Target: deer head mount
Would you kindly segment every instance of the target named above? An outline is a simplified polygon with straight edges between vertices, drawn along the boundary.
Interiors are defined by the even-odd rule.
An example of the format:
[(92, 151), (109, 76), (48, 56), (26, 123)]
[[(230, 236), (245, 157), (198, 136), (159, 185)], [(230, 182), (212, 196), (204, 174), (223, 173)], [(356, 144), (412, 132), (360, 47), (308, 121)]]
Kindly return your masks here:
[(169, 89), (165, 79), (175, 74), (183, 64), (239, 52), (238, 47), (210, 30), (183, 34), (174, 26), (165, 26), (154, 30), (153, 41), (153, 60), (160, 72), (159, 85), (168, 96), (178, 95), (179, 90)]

##############################

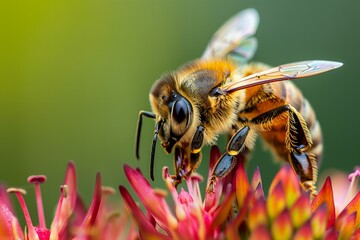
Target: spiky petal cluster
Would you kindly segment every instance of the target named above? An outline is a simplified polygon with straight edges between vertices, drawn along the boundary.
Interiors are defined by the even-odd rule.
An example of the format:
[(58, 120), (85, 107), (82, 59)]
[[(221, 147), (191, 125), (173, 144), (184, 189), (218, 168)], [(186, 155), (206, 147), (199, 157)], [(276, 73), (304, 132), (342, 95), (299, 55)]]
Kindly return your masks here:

##############################

-- Exercise description --
Retype only the lines above between the line with "Target: deer head mount" and the line with "47), (308, 121)]]", counting those two lines as well, and keep every character as it is.

-- Answer box --
Target: deer head mount
Would you kindly segment every instance of the target named above? An outline is a simplified polygon with straight edges between vertices, drawn along the boundary.
Interiors are defined by the even-odd rule.
An example of the format:
[(92, 151), (109, 76), (48, 56), (26, 123)]
[[(230, 236), (245, 157), (198, 136), (159, 185)], [(230, 182), (212, 196), (204, 174), (223, 173)], [(356, 144), (412, 132), (360, 47), (308, 121)]]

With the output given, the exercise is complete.